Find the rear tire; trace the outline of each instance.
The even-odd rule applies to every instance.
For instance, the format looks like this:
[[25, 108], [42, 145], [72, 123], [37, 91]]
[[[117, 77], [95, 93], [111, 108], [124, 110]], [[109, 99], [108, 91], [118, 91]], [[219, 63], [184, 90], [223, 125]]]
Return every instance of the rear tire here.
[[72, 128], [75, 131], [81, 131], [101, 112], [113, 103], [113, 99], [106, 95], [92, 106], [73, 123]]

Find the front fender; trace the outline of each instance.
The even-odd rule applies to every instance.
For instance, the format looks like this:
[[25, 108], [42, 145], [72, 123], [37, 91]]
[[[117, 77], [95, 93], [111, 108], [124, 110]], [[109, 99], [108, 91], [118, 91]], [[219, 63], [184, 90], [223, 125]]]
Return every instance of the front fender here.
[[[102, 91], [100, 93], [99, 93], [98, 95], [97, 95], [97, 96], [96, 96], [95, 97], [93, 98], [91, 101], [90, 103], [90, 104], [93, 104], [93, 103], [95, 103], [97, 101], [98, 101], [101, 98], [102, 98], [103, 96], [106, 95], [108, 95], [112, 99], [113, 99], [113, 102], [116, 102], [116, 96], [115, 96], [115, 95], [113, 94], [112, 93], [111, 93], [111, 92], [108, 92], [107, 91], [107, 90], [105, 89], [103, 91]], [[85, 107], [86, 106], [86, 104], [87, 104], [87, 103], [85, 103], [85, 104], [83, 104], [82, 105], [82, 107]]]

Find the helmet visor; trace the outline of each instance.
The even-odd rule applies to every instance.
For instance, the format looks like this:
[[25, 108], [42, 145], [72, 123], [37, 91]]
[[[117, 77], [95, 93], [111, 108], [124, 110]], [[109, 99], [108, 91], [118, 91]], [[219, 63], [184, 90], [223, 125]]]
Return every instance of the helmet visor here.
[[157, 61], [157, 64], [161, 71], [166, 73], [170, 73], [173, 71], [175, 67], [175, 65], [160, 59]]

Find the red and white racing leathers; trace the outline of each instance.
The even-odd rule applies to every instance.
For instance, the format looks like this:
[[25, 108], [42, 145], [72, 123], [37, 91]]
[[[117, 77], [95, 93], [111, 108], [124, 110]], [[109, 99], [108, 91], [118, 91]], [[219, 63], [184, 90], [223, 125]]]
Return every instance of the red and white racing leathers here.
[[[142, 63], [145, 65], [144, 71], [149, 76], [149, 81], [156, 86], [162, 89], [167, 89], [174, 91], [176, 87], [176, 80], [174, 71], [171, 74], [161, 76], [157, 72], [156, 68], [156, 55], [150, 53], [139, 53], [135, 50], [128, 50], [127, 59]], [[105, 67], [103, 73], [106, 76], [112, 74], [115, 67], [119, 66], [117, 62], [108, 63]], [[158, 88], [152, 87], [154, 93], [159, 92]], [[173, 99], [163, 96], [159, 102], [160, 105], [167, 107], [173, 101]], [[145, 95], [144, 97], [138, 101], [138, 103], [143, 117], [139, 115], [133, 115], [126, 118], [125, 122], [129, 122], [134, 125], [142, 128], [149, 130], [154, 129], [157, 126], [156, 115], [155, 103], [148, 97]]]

» The task
Copy every line in the stretch from the start of the entries through the line containing "105], [82, 107]]]", shifting each coordinate in the answer outlines up by 106 and leaving all other numbers unchanged.

» Result of the exercise
Find the rear tire; trace the outline of each instance.
The even-odd rule applies to every instance.
For instance, the format looks like this:
[[25, 108], [42, 145], [72, 123], [37, 91]]
[[[117, 77], [95, 93], [111, 108], [124, 110]], [[109, 99], [108, 91], [118, 91]], [[219, 63], [184, 90], [223, 125]]]
Return every instance of the rear tire here.
[[178, 234], [181, 237], [187, 237], [207, 218], [219, 209], [219, 205], [212, 201], [198, 212], [179, 229]]

Find the front fender; trace the outline of each instance.
The even-odd rule applies to every instance.
For instance, the format looks like this:
[[25, 108], [42, 145], [72, 123], [37, 91]]
[[[117, 77], [95, 93], [111, 108], [124, 110]], [[109, 99], [108, 91], [118, 91]], [[219, 63], [184, 90], [223, 125]]]
Return every instance of the front fender here.
[[[208, 197], [206, 199], [205, 199], [204, 201], [203, 201], [203, 202], [202, 202], [201, 203], [199, 204], [197, 207], [196, 209], [196, 210], [199, 210], [199, 209], [201, 209], [203, 207], [204, 207], [207, 204], [208, 204], [209, 202], [212, 201], [214, 201], [218, 205], [219, 205], [219, 208], [222, 208], [222, 202], [221, 202], [221, 201], [219, 200], [218, 199], [217, 199], [217, 198], [214, 198], [213, 197], [213, 196], [211, 195], [209, 197]], [[191, 213], [192, 212], [192, 210], [193, 210], [193, 209], [191, 209], [191, 210], [189, 210], [188, 211], [188, 213]]]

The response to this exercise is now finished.